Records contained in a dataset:
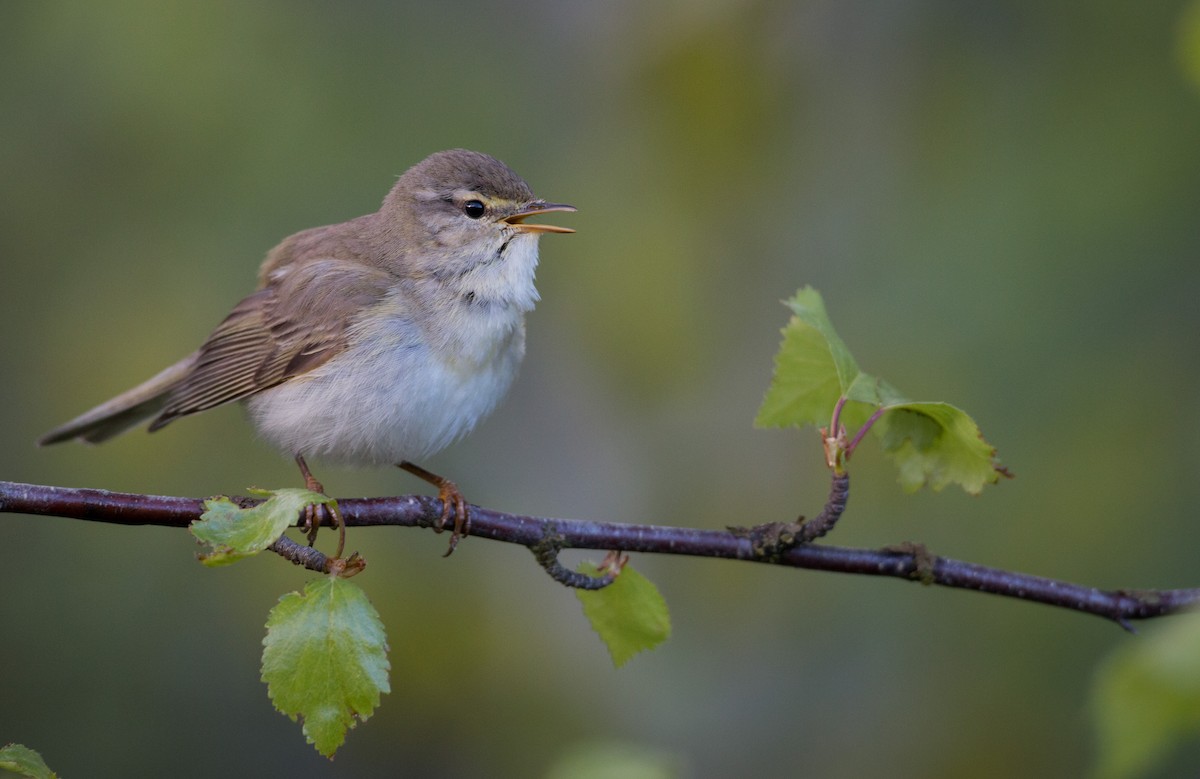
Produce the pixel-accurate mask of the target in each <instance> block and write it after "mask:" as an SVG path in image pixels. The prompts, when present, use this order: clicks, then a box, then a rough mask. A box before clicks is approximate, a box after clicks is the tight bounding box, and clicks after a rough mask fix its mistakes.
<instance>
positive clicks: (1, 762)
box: [0, 744, 58, 779]
mask: <svg viewBox="0 0 1200 779" xmlns="http://www.w3.org/2000/svg"><path fill="white" fill-rule="evenodd" d="M0 771H11V772H13V773H16V774H20V775H22V777H29V778H30V779H58V774H55V773H54V772H53V771H50V767H49V766H47V765H46V761H44V760H42V756H41V755H40V754H37V753H36V751H35V750H32V749H30V748H29V747H25V745H23V744H5V745H4V747H0Z"/></svg>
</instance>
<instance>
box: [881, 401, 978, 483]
mask: <svg viewBox="0 0 1200 779" xmlns="http://www.w3.org/2000/svg"><path fill="white" fill-rule="evenodd" d="M876 432H877V435H878V436H880V438H881V439H882V445H883V451H884V453H887V455H888V456H890V457H892V460H894V461H895V463H896V468H899V469H900V486H901V487H902V489H904V490H905V491H906V492H916V491H917V490H919V489H920V487H922V486H924V485H925V484H928V485H929V486H930V487H932V489H934V490H941V489H942V487H944V486H946V485H948V484H958V485H959V486H961V487H962V489H964V490H966V491H967V492H970V493H971V495H978V493H979V491H980V490H983V487H984V485H988V484H995V483H996V481H997V480H998V479H1000V475H1001V473H1002V472H1001V471H998V468H997V465H996V450H995V449H994V448H992V447H991V445H990V444H989V443H988V442H986V441H984V439H983V433H980V432H979V426H978V425H976V423H974V420H973V419H971V418H970V417H967V414H965V413H964V412H961V411H960V409H958V408H955V407H953V406H950V405H949V403H916V402H911V403H898V405H895V406H889V407H888V413H887V414H884V415H883V418H882V419H880V421H878V423H877V424H876Z"/></svg>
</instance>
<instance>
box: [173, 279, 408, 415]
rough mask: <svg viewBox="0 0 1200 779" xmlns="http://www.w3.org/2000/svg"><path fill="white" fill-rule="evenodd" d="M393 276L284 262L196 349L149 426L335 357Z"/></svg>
mask: <svg viewBox="0 0 1200 779" xmlns="http://www.w3.org/2000/svg"><path fill="white" fill-rule="evenodd" d="M394 283H395V278H394V277H392V276H391V275H390V274H388V272H386V271H383V270H379V269H376V268H371V266H367V265H364V264H361V263H350V262H344V260H337V259H319V260H313V262H308V263H304V264H290V265H288V266H287V268H286V269H282V270H281V271H280V272H278V274H277V276H276V277H275V278H272V280H271V281H270V283H268V286H266V287H264V288H263V289H259V290H258V292H256V293H254V294H252V295H250V296H248V298H246V299H245V300H242V301H241V302H239V304H238V306H236V307H235V308H234V310H233V312H232V313H230V314H229V316H228V317H226V319H224V322H222V323H221V324H220V325H218V326H217V329H216V330H215V331H214V332H212V335H210V336H209V338H208V341H205V342H204V346H202V347H200V348H199V350H198V352H197V354H196V361H194V362H193V364H192V366H191V370H190V371H188V373H187V376H186V377H185V378H184V379H182V380H181V382H180V383H179V384H178V385H176V386H175V389H174V390H173V391H172V394H170V396H169V397H168V399H167V403H166V406H164V407H163V409H162V413H161V414H158V417H157V418H156V419H155V420H154V421H152V423H151V424H150V430H151V431H154V430H158V429H160V427H162V426H163V425H166V424H168V423H170V421H172V420H174V419H178V418H180V417H184V415H186V414H193V413H196V412H199V411H204V409H206V408H212V407H214V406H220V405H221V403H228V402H229V401H234V400H239V399H242V397H246V396H248V395H253V394H254V393H258V391H262V390H264V389H268V388H271V386H275V385H276V384H280V383H281V382H286V380H287V379H289V378H292V377H295V376H300V374H304V373H306V372H308V371H311V370H313V368H316V367H318V366H320V365H323V364H324V362H326V361H328V360H329V359H330V358H332V356H334V355H336V354H338V353H340V352H341V350H342V349H343V348H344V347H346V342H347V334H348V330H349V328H350V325H353V324H354V322H355V320H356V319H358V318H359V317H360V316H361V314H362V312H364V310H367V308H370V307H372V306H374V305H377V304H378V302H379V301H382V300H383V298H384V295H385V294H386V293H388V289H389V288H390V287H391V286H392V284H394Z"/></svg>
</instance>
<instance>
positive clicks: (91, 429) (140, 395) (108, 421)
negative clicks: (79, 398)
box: [37, 353, 199, 447]
mask: <svg viewBox="0 0 1200 779" xmlns="http://www.w3.org/2000/svg"><path fill="white" fill-rule="evenodd" d="M198 356H199V353H194V354H190V355H188V356H186V358H184V359H182V360H180V361H179V362H175V364H174V365H172V366H170V367H168V368H167V370H164V371H162V372H161V373H158V374H157V376H155V377H152V378H150V379H148V380H145V382H143V383H142V384H138V385H137V386H134V388H133V389H131V390H128V391H126V393H121V394H120V395H118V396H116V397H114V399H113V400H110V401H108V402H104V403H101V405H100V406H97V407H96V408H94V409H91V411H90V412H86V413H84V414H80V415H79V417H76V418H74V419H72V420H71V421H68V423H67V424H65V425H60V426H59V427H55V429H54V430H52V431H50V432H48V433H46V435H44V436H42V437H41V438H38V439H37V445H40V447H46V445H48V444H56V443H59V442H62V441H71V439H73V438H78V439H79V441H85V442H88V443H90V444H98V443H100V442H102V441H108V439H109V438H112V437H114V436H119V435H120V433H124V432H125V431H126V430H128V429H130V427H133V426H136V425H137V424H138V423H142V421H145V420H146V419H150V418H151V417H154V415H156V414H158V413H160V412H161V411H162V408H163V406H166V403H167V399H168V397H169V396H170V393H172V390H174V389H175V386H176V385H178V384H179V383H180V382H181V380H182V379H184V377H186V376H187V373H188V371H191V368H192V366H193V365H194V364H196V360H197V359H198Z"/></svg>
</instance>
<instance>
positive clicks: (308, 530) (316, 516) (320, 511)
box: [296, 455, 346, 555]
mask: <svg viewBox="0 0 1200 779" xmlns="http://www.w3.org/2000/svg"><path fill="white" fill-rule="evenodd" d="M296 465H298V466H300V473H301V475H304V486H305V489H307V490H310V491H312V492H319V493H320V495H325V486H324V485H323V484H322V483H320V481H317V477H314V475H312V471H308V463H307V462H305V461H304V455H296ZM340 520H341V516H340V515H335V516H334V519H330V511H329V510H328V509H326V508H325V507H324V504H320V503H311V504H308V505H306V507H305V508H304V528H305V534H306V535H307V537H308V546H312V545H313V544H316V543H317V531H318V529H320V523H322V522H325V523H326V525H335V523H336V525H337V526H338V532H340V533H341V535H342V538H344V534H346V527H344V526H343V525H342V523H341V521H340ZM338 549H341V545H338ZM338 555H341V551H338Z"/></svg>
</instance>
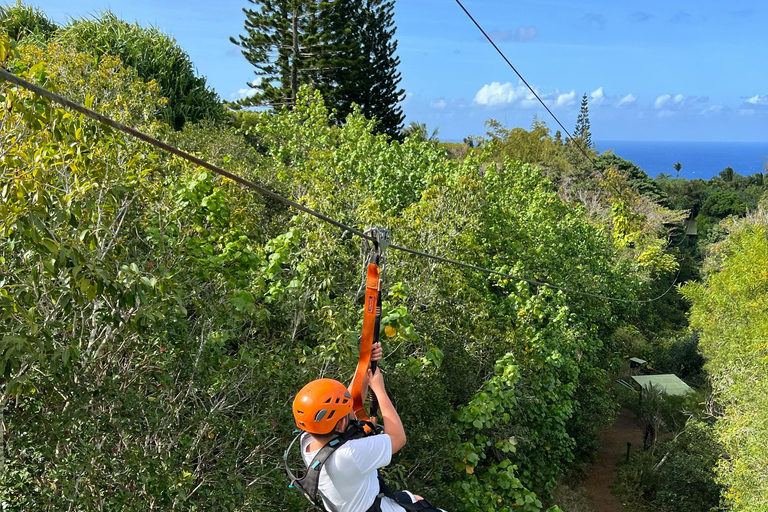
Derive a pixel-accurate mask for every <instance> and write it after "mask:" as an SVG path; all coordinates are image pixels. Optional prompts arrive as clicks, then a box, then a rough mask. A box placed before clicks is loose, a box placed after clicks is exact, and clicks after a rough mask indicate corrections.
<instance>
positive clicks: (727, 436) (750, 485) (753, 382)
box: [684, 204, 768, 511]
mask: <svg viewBox="0 0 768 512" xmlns="http://www.w3.org/2000/svg"><path fill="white" fill-rule="evenodd" d="M723 228H724V230H725V232H726V234H727V236H726V237H725V239H724V240H723V241H722V242H719V243H718V244H715V245H714V246H712V248H711V254H710V256H709V258H708V260H707V262H706V266H705V269H706V275H705V279H704V282H703V283H690V284H688V285H687V286H686V287H685V288H684V293H685V294H686V296H687V297H688V298H689V299H690V300H691V301H692V304H693V306H692V308H691V325H692V326H693V327H694V328H696V329H698V330H699V331H700V332H701V341H700V345H701V349H702V352H703V355H704V357H705V358H706V361H707V362H706V366H705V368H706V369H707V372H708V373H709V375H710V380H711V383H712V386H713V389H714V392H715V398H716V400H717V401H718V402H719V403H720V404H721V406H722V412H721V413H720V415H719V418H718V423H717V429H716V430H717V435H718V438H719V440H720V441H721V442H722V443H723V446H724V448H725V451H726V453H727V454H728V456H727V457H725V458H723V459H721V460H720V462H719V464H718V475H719V478H720V481H721V482H722V483H723V484H724V485H725V486H726V487H727V490H726V494H725V498H726V500H727V502H728V504H729V505H730V507H731V508H732V509H733V510H738V511H742V510H743V511H747V510H749V511H752V510H765V509H766V507H768V495H767V494H766V491H765V489H766V486H767V485H768V479H767V478H766V473H765V468H766V464H767V462H768V461H766V450H765V447H766V445H768V428H766V422H765V418H766V417H767V416H768V402H767V401H766V397H768V393H766V390H768V381H767V380H766V375H768V371H767V370H768V344H766V336H768V315H766V310H767V309H768V302H767V300H768V270H766V269H768V214H767V212H766V209H765V205H764V204H763V205H762V206H761V207H760V208H759V209H758V210H757V211H756V212H754V213H752V214H750V215H748V216H747V217H746V218H745V219H742V220H731V221H729V222H726V223H725V225H724V226H723Z"/></svg>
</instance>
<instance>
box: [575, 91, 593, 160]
mask: <svg viewBox="0 0 768 512" xmlns="http://www.w3.org/2000/svg"><path fill="white" fill-rule="evenodd" d="M573 136H574V137H576V138H577V139H578V140H579V141H580V142H581V145H582V146H583V147H584V148H589V149H592V148H594V144H593V143H592V132H590V123H589V100H587V93H584V96H582V98H581V108H580V109H579V117H578V118H576V127H575V128H574V129H573Z"/></svg>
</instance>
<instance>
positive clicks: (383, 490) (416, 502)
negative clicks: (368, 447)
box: [366, 473, 437, 512]
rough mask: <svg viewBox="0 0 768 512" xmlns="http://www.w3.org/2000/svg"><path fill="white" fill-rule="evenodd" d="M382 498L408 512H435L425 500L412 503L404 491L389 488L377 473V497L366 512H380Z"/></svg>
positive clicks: (431, 505) (385, 482) (412, 502)
mask: <svg viewBox="0 0 768 512" xmlns="http://www.w3.org/2000/svg"><path fill="white" fill-rule="evenodd" d="M384 496H386V497H387V498H389V499H391V500H393V501H394V502H395V503H397V504H398V505H400V506H401V507H402V508H404V509H405V510H407V511H408V512H436V511H437V509H436V508H435V507H433V506H432V504H431V503H430V502H428V501H427V500H424V499H421V500H419V501H417V502H416V503H413V502H412V501H411V497H410V495H409V494H408V493H406V492H404V491H396V490H394V489H393V488H392V487H390V486H389V484H387V482H386V481H384V479H383V478H382V477H381V473H379V495H378V496H376V501H374V503H373V505H372V506H371V508H369V509H368V510H367V511H366V512H381V499H382V498H383V497H384Z"/></svg>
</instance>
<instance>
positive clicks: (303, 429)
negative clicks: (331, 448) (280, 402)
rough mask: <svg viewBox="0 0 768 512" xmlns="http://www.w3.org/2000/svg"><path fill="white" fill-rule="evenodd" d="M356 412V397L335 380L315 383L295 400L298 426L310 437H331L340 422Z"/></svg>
mask: <svg viewBox="0 0 768 512" xmlns="http://www.w3.org/2000/svg"><path fill="white" fill-rule="evenodd" d="M350 412H352V395H350V394H349V391H348V390H347V388H346V387H344V384H342V383H341V382H339V381H337V380H333V379H318V380H313V381H312V382H310V383H309V384H307V385H306V386H304V387H303V388H301V391H299V394H298V395H296V398H294V399H293V417H294V418H295V419H296V426H297V427H299V428H300V429H301V430H306V431H307V432H309V433H310V434H329V433H330V432H331V431H332V430H333V428H334V427H335V426H336V423H337V422H338V421H339V420H340V419H342V418H343V417H344V416H346V415H348V414H349V413H350Z"/></svg>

→ **ASSIGNED TASK**:
Read through the entries and copy every line that includes "negative".

→ **ANSWER BOX**:
negative clicks: (79, 398)
negative clicks: (368, 447)
negative clicks: (331, 448) (280, 402)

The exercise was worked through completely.